Please write out all of the material below word for word, leaving out the pictures.
::: SUPPLIED ENTRIES
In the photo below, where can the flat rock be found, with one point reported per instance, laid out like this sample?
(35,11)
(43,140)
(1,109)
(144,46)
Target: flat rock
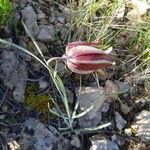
(46,33)
(141,125)
(30,19)
(14,74)
(120,121)
(103,144)
(34,135)
(87,96)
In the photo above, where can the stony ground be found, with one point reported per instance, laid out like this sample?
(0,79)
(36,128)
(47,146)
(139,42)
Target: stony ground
(26,123)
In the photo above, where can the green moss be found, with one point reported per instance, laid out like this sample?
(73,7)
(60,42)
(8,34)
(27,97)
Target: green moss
(38,102)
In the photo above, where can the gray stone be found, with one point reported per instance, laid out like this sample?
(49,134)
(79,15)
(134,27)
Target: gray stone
(141,125)
(36,136)
(87,97)
(41,15)
(120,121)
(61,19)
(30,19)
(15,74)
(46,34)
(124,87)
(103,144)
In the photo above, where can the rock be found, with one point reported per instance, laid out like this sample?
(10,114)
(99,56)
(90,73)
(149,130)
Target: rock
(30,19)
(40,15)
(75,141)
(147,87)
(128,132)
(120,121)
(46,33)
(141,125)
(13,145)
(105,107)
(34,135)
(125,108)
(87,96)
(103,144)
(123,87)
(15,74)
(141,102)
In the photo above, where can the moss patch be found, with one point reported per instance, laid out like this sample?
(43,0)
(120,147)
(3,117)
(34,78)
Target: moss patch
(38,102)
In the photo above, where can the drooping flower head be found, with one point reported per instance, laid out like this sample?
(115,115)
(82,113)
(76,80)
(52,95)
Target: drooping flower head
(84,57)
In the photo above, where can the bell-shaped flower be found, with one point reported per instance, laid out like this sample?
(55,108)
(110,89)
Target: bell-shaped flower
(84,57)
::::::
SOLUTION TO THE PROBLEM:
In the photo below, where can the flat rock be found, with one point reported per instance, laid out like this sample?
(35,11)
(43,140)
(1,109)
(144,46)
Target: flat rock
(46,33)
(141,125)
(30,19)
(14,74)
(120,121)
(103,144)
(34,135)
(87,96)
In the photo above, where can the stony ground be found, with one point reported per instance, laid out like this sample?
(0,79)
(36,128)
(47,146)
(139,42)
Target: stony ground
(26,123)
In the photo above, where can the green moss be found, with one point reported per instance, laid out like this sample?
(73,7)
(60,42)
(8,34)
(27,97)
Target: green moss
(38,102)
In the photo above, where can the gray stone be found, with one point reported per instance, laid out like this sample?
(49,134)
(79,15)
(134,27)
Target: gray stone
(141,125)
(36,136)
(87,97)
(41,15)
(120,121)
(61,19)
(30,19)
(15,74)
(46,34)
(124,87)
(103,144)
In the photo above, where can the rock be found, with one point reported per instance, laid out like this sample?
(10,114)
(99,56)
(90,73)
(149,130)
Target: rock
(30,19)
(40,15)
(75,141)
(147,87)
(128,132)
(120,121)
(46,33)
(141,125)
(13,145)
(105,107)
(34,135)
(125,108)
(87,96)
(103,144)
(123,87)
(15,74)
(141,102)
In the photo above, where can the moss patch be found, with one point reported per instance, laid out like this sample?
(43,0)
(120,147)
(3,117)
(34,78)
Target: moss patch
(38,102)
In the photo above, where can the drooping flower head be found, with one point reported per instance, laid out like this sample?
(115,115)
(82,113)
(76,80)
(52,95)
Target: drooping flower head
(84,57)
In the photo above, where can the bell-shaped flower be found, with one point reported per instance, laid out like this sample?
(55,108)
(110,89)
Target: bell-shaped flower
(84,57)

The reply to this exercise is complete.